The basics of testing would likewise build on their existing knowledge. If their language supports it, static analyzers might work with the push of a button. Basic contracts might knock out many type or range errors without much thought. Basic tests go from their intuition to specific code implementing it.
OK, now let's build models using relationships expressed in Alloy or TLA+. Now, they have to learn to think in a totally different way. They'll need new notations, new techniques. They'll have to put time into these not knowing the payoff. They'll also have far less or zero resources like StackOverflow or GeeksForGeeks that can solve the whole problem for them.
Moving into theorem proverbs, they now have to know math or logic. They have to think formally. They have to specify the problem that way, keep it in sync with the English, do lots of work that might just be about limitations of the formal tool, and eventually they succeeded (or dont) at the proof. It's also a very, slow process vs informal methods of correctness checking.
So, it's quite difficult to learn these things vs alternative methods. They also might have low or slow payoff while others payoff quickly and often. That's why I push using the alternatives first. Then, learning others overtime to gradually add them to your toolbox for when it makes sense: data structures, interface specification, highly-critical routines, etc.
agentultra•23h ago
There’s a spectrum of problems one can apply FMs to. Galois is probably selecting for the harder end of projects that do require PhDs with scary sounding degrees.

### Work instructions
- a) In the forum discussion of formal methods, which two notations are named for building models using relationships?
- b) Continue the forum discussion of formal methods from the point at which it stops.

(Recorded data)
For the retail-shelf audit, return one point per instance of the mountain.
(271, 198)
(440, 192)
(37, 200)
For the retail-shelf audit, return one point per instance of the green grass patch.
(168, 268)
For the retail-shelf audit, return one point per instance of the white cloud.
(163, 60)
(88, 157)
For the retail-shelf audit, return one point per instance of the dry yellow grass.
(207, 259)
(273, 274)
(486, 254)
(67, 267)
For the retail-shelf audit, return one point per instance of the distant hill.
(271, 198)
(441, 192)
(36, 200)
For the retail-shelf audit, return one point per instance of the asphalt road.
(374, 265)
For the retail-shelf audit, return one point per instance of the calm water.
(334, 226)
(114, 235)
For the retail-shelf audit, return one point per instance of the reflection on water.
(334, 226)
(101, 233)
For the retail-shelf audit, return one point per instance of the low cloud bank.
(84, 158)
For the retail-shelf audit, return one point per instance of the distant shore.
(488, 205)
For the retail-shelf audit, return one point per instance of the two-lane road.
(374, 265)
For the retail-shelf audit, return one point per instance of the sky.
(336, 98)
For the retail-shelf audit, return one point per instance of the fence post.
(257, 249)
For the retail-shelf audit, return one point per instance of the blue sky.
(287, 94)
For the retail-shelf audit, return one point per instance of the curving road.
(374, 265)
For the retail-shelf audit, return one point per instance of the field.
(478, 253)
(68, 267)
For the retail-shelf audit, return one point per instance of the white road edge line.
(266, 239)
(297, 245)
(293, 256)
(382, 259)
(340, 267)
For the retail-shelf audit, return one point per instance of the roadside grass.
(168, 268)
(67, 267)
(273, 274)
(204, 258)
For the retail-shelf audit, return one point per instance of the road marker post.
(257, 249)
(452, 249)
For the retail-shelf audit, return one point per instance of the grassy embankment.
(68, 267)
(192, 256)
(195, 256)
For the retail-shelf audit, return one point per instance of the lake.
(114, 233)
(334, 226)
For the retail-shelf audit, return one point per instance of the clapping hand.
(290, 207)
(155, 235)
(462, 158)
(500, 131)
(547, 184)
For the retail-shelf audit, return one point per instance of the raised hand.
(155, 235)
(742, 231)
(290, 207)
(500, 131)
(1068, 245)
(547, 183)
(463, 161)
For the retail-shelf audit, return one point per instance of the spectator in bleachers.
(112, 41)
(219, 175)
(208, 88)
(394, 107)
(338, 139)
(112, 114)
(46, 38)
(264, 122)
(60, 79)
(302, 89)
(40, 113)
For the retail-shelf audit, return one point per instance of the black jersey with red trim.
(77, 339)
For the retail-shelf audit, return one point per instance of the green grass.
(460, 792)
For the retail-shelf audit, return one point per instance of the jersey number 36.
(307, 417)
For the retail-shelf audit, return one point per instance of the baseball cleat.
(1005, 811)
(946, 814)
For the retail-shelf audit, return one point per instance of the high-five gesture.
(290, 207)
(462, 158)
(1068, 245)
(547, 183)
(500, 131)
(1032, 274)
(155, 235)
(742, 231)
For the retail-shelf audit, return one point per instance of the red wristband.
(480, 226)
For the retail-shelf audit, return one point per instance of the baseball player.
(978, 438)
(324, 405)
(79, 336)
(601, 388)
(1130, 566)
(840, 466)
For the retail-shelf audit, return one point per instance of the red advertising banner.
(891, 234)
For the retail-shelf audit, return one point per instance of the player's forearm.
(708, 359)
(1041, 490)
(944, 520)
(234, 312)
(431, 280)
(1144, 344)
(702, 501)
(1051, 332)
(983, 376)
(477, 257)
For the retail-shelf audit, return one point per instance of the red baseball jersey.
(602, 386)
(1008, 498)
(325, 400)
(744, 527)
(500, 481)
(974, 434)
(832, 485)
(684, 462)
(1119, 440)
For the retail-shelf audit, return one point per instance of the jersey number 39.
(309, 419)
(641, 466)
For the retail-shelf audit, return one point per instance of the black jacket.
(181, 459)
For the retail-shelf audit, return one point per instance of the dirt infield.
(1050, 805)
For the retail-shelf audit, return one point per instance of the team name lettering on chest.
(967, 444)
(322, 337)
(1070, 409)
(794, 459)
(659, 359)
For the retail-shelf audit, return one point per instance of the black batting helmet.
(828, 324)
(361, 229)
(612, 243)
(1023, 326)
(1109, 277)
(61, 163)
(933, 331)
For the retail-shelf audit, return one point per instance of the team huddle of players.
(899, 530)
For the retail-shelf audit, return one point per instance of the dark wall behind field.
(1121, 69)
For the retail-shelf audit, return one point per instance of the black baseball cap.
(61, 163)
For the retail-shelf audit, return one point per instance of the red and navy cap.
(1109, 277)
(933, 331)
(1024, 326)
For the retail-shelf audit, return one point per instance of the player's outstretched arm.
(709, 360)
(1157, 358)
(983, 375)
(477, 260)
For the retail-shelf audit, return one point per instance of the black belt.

### Responses
- a) Alloy and TLA+.

- b)
In industry there are a lot of problems that don’t require that level of skill which can benefit a lot from application of FM’s.
nickpsecurity•22h ago
The biggest problem I see with that is how to specify those specs, especially contracts. I'd like to see a free collection of specs for common properties. Examples include ranges, ordering, not a value, invariants, and confidentiality. If searchable, then that might already be enough for many situations.
From there, we can develop tools to generate them for people. The tools might parse the code, ask some questions, and generate the specs. Alternatively, LLM's trained on such things might generate specs. They might review them and suggest things. Over time, we'll also have more components that are already spec'd which specialists might build on.
We just really need ways for developers to go from their situation to specs with no work or little work. If it's as easy as code and comments, we'll see more adoption.